:: SOURCE RECORDS ::

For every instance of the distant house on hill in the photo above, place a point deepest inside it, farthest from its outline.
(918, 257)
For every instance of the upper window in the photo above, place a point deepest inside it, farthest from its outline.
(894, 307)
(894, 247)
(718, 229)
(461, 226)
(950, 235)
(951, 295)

:::

- PROMPT -
Word for word, quote all of the data above.

- TASK ANSWER -
For every instance of the distant house on hill in the photo above, place a point deepest inside it, farthest from its outline.
(918, 257)
For every instance of the upper window in the photo above, place a point deepest inside it, farthest from its outline.
(894, 307)
(894, 247)
(718, 229)
(461, 226)
(950, 235)
(951, 295)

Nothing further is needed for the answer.